» **Extrait choisi**
____

Cette sophistication de la fraude documentaire a néanmoins changé l'approche de certains assureurs quand ils sont contactés pour des sinistres. "Aujourd'hui, il vaut mieux partir du principe qu'un document est faux et voir comment le gestionnaire ou l'expert peut vérifier qu'il est véridique", avance Vincent Le Hir. "Si on reçoit un document sans maîtriser le canal d'acquisition, on ne peut pas être sûr qu'il n'a pas été modifié. Si vous recevez une enveloppe chez vous qui est ouverte, est-ce que vous avez confiance dans ce document ? Pas forcément. C'est la même chose pour les assureurs."
Contrôler l'échange de documents
Pour les compagnies d'assurances, une façon efficace de s'assurer de la réalité d'un sinistre et de la bonne foi de l'assuré est de maîtriser de bout en bout la façon dont sont échangés les documents. Certaines entreprises vendent des solutions clés en main à des assureurs, permettant notamment de prendre des photos directement via le téléphone de l'assuré. C'est ce que propose notamment la société WeProov à une trentaine de compagnies d'assurance françaises, en particulier sur le volet des sinistres auto.

____

» **Données affichées**
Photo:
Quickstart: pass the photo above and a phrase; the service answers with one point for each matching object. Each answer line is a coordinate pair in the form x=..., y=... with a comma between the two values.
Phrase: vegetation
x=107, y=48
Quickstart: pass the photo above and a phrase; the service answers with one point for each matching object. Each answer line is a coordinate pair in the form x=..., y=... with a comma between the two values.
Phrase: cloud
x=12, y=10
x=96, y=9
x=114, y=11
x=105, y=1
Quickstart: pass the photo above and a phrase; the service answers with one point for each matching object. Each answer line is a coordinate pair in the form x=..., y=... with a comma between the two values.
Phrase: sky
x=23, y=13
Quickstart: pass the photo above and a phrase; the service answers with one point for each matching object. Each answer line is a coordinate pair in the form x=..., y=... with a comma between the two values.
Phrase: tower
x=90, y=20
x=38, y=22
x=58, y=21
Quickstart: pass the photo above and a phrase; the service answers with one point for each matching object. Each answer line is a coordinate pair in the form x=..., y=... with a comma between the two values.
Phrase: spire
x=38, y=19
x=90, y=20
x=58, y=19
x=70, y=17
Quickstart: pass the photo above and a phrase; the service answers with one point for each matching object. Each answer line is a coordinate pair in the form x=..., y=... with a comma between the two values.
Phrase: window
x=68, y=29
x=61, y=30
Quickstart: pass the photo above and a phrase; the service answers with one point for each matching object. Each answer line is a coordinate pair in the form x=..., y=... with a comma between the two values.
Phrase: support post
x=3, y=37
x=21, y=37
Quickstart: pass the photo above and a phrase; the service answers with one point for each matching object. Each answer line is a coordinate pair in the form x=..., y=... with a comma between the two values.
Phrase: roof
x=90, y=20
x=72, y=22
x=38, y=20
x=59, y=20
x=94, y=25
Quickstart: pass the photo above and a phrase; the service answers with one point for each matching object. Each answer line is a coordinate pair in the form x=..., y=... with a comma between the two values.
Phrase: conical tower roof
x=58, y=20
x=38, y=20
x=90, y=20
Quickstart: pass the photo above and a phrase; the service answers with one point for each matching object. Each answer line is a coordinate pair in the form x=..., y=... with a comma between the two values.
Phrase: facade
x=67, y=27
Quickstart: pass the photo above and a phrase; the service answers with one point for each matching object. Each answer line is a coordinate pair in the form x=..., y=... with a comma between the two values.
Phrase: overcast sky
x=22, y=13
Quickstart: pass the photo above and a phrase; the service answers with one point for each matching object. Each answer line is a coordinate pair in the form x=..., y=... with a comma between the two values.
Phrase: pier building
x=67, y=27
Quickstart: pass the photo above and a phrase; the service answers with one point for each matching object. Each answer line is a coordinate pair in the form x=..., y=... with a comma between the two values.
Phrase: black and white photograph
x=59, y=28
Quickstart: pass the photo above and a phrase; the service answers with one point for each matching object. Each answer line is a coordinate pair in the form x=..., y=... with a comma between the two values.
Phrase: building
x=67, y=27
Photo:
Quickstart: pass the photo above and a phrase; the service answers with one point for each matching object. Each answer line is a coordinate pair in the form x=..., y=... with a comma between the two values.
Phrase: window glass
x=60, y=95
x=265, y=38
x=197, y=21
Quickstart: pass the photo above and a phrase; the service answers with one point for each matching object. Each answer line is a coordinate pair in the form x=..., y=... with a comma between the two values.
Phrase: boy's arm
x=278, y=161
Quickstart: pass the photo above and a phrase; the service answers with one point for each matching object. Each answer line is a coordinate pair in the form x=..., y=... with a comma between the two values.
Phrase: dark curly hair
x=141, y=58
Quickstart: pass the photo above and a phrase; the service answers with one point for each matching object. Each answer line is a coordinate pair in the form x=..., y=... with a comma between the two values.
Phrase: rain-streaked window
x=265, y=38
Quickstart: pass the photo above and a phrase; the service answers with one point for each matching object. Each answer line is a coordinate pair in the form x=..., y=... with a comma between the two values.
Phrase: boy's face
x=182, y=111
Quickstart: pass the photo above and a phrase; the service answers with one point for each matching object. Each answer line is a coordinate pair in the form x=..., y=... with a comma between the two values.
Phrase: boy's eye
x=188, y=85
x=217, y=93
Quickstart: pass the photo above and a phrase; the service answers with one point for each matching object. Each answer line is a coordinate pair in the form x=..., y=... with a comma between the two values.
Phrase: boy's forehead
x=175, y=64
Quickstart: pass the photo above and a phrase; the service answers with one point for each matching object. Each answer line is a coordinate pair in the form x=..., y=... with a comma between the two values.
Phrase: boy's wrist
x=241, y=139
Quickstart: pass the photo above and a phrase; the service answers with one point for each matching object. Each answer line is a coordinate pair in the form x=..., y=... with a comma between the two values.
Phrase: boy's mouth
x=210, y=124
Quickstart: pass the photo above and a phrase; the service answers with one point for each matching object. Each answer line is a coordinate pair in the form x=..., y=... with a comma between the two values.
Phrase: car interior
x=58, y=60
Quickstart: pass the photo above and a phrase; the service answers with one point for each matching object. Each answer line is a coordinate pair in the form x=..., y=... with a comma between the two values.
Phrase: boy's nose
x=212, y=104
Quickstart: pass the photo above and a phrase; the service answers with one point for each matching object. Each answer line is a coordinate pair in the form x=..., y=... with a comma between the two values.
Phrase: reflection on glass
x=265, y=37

____

» **Exercices proposés**
[1] Recopiez sans aucune modification le passage de l'extrait sur la fraude documentaire qui commence à « Contrôler l'échange de » et se termine à « des sinistres auto. ».
[2] D'après l'extrait sur la fraude documentaire, à combien de compagnies d'assurance françaises la société WeProov propose-t-elle sa solution ?
[3] Selon l'extrait sur la fraude documentaire, expliquez pourquoi Vincent Le Hir juge préférable de partir du principe qu'un document est faux.

» **Corrigé**
[1]
Contrôler l'échange de documents
Pour les compagnies d'assurances, une façon efficace de s'assurer de la réalité d'un sinistre et de la bonne foi de l'assuré est de maîtriser de bout en bout la façon dont sont échangés les documents. Certaines entreprises vendent des solutions clés en main à des assureurs, permettant notamment de prendre des photos directement via le téléphone de l'assuré. C'est ce que propose notamment la société WeProov à une trentaine de compagnies d'assurance françaises, en particulier sur le volet des sinistres auto.

[2] À une trentaine de compagnies d'assurance françaises.

[3] Lorsqu'on reçoit un document sans maîtriser le canal d'acquisition, on ne peut pas être sûr qu'il n'a pas été modifié. Il compare cette situation à celle d'une personne qui reçoit chez elle une enveloppe ouverte et n'a pas forcément confiance dans ce document.